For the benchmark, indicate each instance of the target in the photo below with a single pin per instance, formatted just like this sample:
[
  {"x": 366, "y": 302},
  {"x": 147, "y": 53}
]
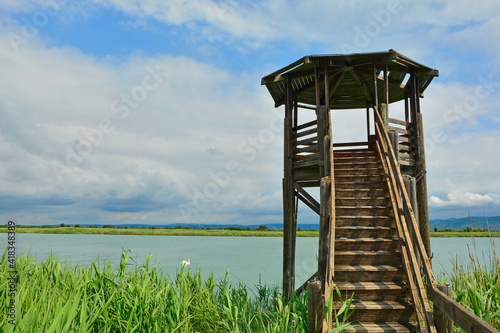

__Directions__
Recast the entries above as a Markdown table with the columns Row and Text, giving each line its own numbered row and skipping blank lines. Omit the pictures.

__Task solution__
| Row | Text |
|---|---|
| 1 | For the benchmark, indicate each instance of the target in the photo below with a single pin per instance, formatted just like this sample: |
| 2 | [ |
| 3 |   {"x": 366, "y": 302}, |
| 4 |   {"x": 147, "y": 53} |
| 5 | ] |